Exercise: Your answer should be a single number: the count of lines in the entries below that contain "board".

Provided information:
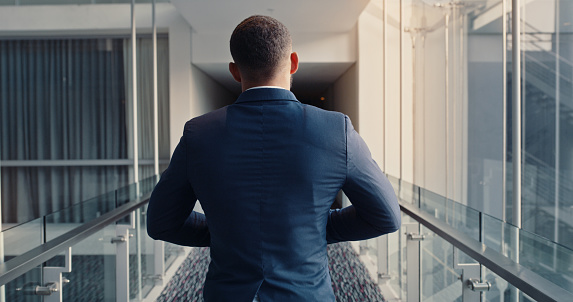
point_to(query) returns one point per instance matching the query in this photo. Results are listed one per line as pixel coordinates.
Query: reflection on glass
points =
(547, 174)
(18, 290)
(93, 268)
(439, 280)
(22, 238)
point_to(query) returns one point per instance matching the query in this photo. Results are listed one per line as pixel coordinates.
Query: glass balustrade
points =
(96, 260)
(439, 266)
...
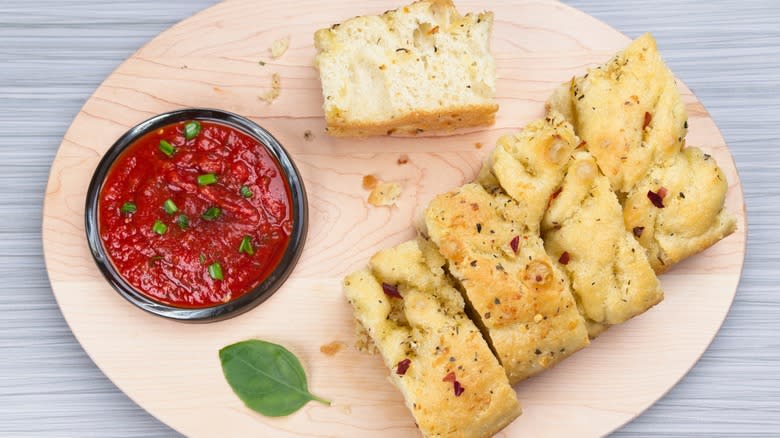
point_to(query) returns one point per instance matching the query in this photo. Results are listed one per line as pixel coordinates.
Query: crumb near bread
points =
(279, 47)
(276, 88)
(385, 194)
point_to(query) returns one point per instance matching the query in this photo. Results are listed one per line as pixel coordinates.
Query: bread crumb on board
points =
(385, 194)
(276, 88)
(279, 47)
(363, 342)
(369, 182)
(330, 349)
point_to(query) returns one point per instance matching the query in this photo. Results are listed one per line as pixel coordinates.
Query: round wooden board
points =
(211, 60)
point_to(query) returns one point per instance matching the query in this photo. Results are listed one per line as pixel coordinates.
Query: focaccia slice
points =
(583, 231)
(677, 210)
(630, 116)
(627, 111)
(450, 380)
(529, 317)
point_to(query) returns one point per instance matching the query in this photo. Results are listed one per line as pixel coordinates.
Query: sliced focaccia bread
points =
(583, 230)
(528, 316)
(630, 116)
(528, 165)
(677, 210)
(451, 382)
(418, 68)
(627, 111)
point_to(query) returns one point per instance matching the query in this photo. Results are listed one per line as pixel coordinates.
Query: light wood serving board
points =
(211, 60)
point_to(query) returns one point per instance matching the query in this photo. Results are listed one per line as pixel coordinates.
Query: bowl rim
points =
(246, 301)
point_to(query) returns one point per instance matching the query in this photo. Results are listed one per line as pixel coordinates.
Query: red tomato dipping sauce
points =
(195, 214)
---
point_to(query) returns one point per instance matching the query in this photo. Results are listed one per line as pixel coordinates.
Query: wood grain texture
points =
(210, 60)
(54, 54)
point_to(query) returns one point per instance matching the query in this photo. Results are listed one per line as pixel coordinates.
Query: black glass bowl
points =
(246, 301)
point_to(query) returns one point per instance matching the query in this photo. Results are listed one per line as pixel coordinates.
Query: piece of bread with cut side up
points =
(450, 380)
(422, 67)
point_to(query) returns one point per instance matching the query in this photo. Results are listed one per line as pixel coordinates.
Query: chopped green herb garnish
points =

Output of the task: 3